REQUEST:
Turn the rows below into a JSON list of strings, with one string for each line and no blank lines.

+++ RECORDS FOR THE TASK

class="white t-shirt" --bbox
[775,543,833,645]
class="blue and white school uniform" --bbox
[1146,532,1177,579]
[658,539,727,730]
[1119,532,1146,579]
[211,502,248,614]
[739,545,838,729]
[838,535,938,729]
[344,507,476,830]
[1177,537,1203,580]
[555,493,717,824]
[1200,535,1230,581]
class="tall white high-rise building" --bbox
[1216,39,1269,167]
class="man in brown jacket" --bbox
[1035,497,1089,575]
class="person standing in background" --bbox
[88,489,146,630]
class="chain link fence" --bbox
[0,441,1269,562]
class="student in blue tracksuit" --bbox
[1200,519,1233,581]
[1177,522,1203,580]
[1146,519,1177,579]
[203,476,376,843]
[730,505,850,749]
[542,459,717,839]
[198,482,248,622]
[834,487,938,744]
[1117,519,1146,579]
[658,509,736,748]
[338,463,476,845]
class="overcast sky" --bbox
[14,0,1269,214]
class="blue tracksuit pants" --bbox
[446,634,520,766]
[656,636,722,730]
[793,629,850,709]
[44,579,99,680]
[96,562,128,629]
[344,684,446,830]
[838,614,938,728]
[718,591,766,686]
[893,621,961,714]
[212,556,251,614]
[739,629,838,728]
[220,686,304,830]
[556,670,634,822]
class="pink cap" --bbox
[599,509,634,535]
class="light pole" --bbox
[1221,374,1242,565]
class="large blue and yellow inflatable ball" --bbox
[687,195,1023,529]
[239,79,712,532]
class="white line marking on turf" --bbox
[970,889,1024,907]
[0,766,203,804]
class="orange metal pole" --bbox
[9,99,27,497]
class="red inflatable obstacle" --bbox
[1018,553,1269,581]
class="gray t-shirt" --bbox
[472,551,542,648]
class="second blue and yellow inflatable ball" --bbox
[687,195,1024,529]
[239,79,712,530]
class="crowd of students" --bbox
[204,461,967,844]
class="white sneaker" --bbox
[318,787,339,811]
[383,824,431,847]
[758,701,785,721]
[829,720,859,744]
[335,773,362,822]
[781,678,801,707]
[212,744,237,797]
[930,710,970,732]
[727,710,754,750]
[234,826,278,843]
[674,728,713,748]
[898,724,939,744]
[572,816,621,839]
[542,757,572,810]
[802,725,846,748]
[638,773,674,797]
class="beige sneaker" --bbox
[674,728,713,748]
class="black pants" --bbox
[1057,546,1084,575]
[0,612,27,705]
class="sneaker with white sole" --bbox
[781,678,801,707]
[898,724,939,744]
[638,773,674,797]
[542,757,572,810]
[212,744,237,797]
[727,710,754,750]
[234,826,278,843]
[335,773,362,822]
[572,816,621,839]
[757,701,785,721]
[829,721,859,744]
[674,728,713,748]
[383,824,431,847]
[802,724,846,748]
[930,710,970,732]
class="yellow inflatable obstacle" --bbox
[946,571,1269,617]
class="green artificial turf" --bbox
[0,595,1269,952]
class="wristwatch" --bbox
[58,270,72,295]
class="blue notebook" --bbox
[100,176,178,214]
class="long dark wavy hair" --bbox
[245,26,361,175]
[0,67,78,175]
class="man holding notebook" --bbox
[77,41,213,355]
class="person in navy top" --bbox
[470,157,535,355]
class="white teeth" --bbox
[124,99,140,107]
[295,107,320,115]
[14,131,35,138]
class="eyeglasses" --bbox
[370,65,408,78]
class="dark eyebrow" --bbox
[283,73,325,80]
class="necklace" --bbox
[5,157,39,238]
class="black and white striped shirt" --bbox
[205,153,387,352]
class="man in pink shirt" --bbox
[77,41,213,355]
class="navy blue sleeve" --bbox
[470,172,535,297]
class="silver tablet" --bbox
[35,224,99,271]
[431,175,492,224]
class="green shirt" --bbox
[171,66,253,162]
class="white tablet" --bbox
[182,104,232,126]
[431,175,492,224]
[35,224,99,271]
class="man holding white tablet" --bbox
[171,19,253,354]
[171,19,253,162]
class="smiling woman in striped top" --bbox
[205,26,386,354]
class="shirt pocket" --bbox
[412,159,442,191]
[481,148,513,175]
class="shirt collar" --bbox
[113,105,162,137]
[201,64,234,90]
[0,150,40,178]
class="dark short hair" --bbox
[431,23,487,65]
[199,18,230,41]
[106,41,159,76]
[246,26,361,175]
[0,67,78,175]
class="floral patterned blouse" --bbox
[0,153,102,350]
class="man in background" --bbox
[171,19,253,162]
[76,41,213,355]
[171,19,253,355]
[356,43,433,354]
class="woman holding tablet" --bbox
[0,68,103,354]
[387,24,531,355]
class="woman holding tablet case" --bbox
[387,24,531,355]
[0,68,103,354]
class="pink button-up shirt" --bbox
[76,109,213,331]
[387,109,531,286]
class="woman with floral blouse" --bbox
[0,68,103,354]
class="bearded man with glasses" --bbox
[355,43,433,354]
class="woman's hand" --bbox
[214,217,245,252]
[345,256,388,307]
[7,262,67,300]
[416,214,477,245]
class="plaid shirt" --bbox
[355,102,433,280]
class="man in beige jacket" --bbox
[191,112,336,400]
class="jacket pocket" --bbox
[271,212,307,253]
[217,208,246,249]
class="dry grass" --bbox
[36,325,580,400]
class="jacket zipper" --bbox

++++++

COMPLETE ANSWER:
[
  "class=\"white t-shirt\" --bbox",
  "[775,543,833,645]",
  "class=\"blue and white school uniform\" --bbox",
  "[1146,532,1177,579]",
  "[658,539,727,730]",
  "[1119,532,1146,579]",
  "[211,502,248,614]",
  "[739,545,838,729]",
  "[838,535,938,729]",
  "[344,507,476,830]",
  "[1177,537,1203,580]",
  "[555,493,717,824]",
  "[1200,535,1230,581]",
  "class=\"tall white high-rise building\" --bbox",
  "[1216,39,1269,167]",
  "class=\"man in brown jacket\" --bbox",
  "[1035,497,1089,575]",
  "class=\"person standing in background\" --bbox",
  "[88,489,146,630]",
  "class=\"chain link fence\" --bbox",
  "[0,441,1269,562]",
  "class=\"student in blue tracksuit\" --bbox",
  "[1200,519,1233,581]",
  "[1177,522,1203,580]",
  "[1146,519,1177,579]",
  "[203,476,376,843]",
  "[730,505,850,749]",
  "[542,459,717,839]",
  "[198,482,248,622]",
  "[834,487,938,744]",
  "[1117,519,1146,579]",
  "[658,509,736,748]",
  "[338,463,476,845]",
  "class=\"overcast sky\" --bbox",
  "[14,0,1269,214]",
  "class=\"blue tracksuit pants\" --bbox",
  "[446,634,520,766]",
  "[656,636,722,730]",
  "[793,629,850,709]",
  "[44,579,99,680]",
  "[96,562,128,629]",
  "[344,684,446,830]",
  "[838,614,938,728]",
  "[718,591,766,686]",
  "[893,621,961,714]",
  "[212,556,251,614]",
  "[739,629,838,728]",
  "[220,686,304,830]",
  "[556,670,634,822]",
  "class=\"pink cap\" --bbox",
  "[599,509,634,535]",
  "class=\"light pole\" --bbox",
  "[1221,374,1242,565]",
  "class=\"large blue and yellow inflatable ball\" --bbox",
  "[687,195,1023,529]",
  "[239,79,712,532]",
  "class=\"white line marking on turf\" --bbox",
  "[970,889,1024,907]",
  "[0,766,203,804]",
  "class=\"orange metal pole\" --bbox",
  "[9,99,27,497]",
  "class=\"red inflatable obstacle\" --bbox",
  "[1018,553,1269,581]",
  "class=\"gray t-shirt\" --bbox",
  "[472,551,542,648]",
  "class=\"second blue and yellow inflatable ball\" --bbox",
  "[687,195,1024,529]",
  "[239,79,712,530]",
  "class=\"crowd of students\" --bbox",
  "[204,461,967,844]",
  "class=\"white sneaker\" --bbox",
  "[318,787,339,811]",
  "[383,824,431,847]",
  "[758,701,785,721]",
  "[829,720,859,744]",
  "[335,773,362,822]",
  "[781,678,801,707]",
  "[212,744,237,797]",
  "[930,710,970,732]",
  "[727,710,754,750]",
  "[234,826,278,843]",
  "[674,728,713,748]",
  "[898,724,939,744]",
  "[572,816,621,839]",
  "[542,757,572,810]",
  "[802,725,846,748]",
  "[638,773,674,797]",
  "class=\"beige sneaker\" --bbox",
  "[674,728,713,748]",
  "class=\"black pants\" --bbox",
  "[1057,546,1084,575]",
  "[0,612,27,705]",
  "class=\"sneaker with white sole\" --bbox",
  "[781,678,801,707]",
  "[898,724,939,744]",
  "[638,773,674,797]",
  "[542,757,572,810]",
  "[212,744,237,797]",
  "[727,710,754,750]",
  "[234,826,278,843]",
  "[335,773,362,822]",
  "[572,816,621,839]",
  "[757,701,785,721]",
  "[829,721,859,744]",
  "[674,728,713,748]",
  "[383,824,431,847]",
  "[802,724,846,748]",
  "[930,710,970,732]",
  "class=\"yellow inflatable obstacle\" --bbox",
  "[946,571,1269,617]",
  "class=\"green artificial turf\" --bbox",
  "[0,595,1269,952]",
  "class=\"wristwatch\" --bbox",
  "[58,270,72,295]",
  "class=\"blue notebook\" --bbox",
  "[100,176,178,214]",
  "class=\"long dark wavy hair\" --bbox",
  "[245,26,361,175]",
  "[0,67,78,175]",
  "class=\"man holding notebook\" --bbox",
  "[77,41,213,355]",
  "class=\"person in navy top\" --bbox",
  "[470,157,535,355]",
  "class=\"white teeth\" --bbox",
  "[124,99,140,107]",
  "[295,107,320,115]",
  "[14,131,35,138]",
  "class=\"eyeglasses\" --bbox",
  "[370,65,408,78]",
  "class=\"dark eyebrow\" --bbox",
  "[283,73,325,80]",
  "class=\"necklace\" --bbox",
  "[5,157,39,238]",
  "class=\"black and white striped shirt\" --bbox",
  "[205,153,387,352]",
  "class=\"man in pink shirt\" --bbox",
  "[77,41,213,355]",
  "class=\"navy blue sleeve\" --bbox",
  "[470,172,535,297]",
  "class=\"silver tablet\" --bbox",
  "[35,224,99,271]",
  "[431,175,492,224]",
  "class=\"green shirt\" --bbox",
  "[171,66,253,162]",
  "class=\"white tablet\" --bbox",
  "[182,104,232,126]",
  "[431,175,492,224]",
  "[35,224,99,271]",
  "class=\"man holding white tablet\" --bbox",
  "[171,19,253,354]",
  "[171,19,253,162]",
  "class=\"smiling woman in striped top\" --bbox",
  "[205,26,386,354]",
  "class=\"shirt pocket\" --bbox",
  "[412,159,442,191]",
  "[481,148,513,175]",
  "class=\"shirt collar\" --bbox",
  "[113,105,162,137]",
  "[201,64,234,90]",
  "[0,150,40,178]",
  "class=\"dark short hair\" --bbox",
  "[431,23,487,65]",
  "[199,18,230,41]",
  "[106,41,159,76]",
  "[246,26,361,175]",
  "[0,67,78,175]",
  "class=\"floral patterned blouse\" --bbox",
  "[0,153,102,350]",
  "class=\"man in background\" --bbox",
  "[171,19,253,162]",
  "[76,41,213,355]",
  "[171,19,253,355]",
  "[356,43,433,354]",
  "class=\"woman holding tablet\" --bbox",
  "[0,68,103,354]",
  "[387,24,531,355]",
  "class=\"woman holding tablet case\" --bbox",
  "[387,24,531,355]",
  "[0,68,103,354]",
  "class=\"pink button-up shirt\" --bbox",
  "[76,109,213,331]",
  "[387,109,531,286]",
  "class=\"woman with floral blouse\" --bbox",
  "[0,68,103,354]",
  "class=\"bearded man with glasses\" --bbox",
  "[355,43,433,354]",
  "class=\"woman's hand\" --bbox",
  "[214,217,245,252]",
  "[345,256,388,307]",
  "[7,262,67,300]",
  "[416,214,477,245]",
  "class=\"plaid shirt\" --bbox",
  "[355,102,433,280]",
  "class=\"man in beige jacket\" --bbox",
  "[191,112,336,400]",
  "class=\"jacket pocket\" --bbox",
  "[271,212,307,253]",
  "[217,208,246,249]",
  "class=\"dry grass\" --bbox",
  "[36,325,580,400]",
  "class=\"jacket zipper\" --bbox"
]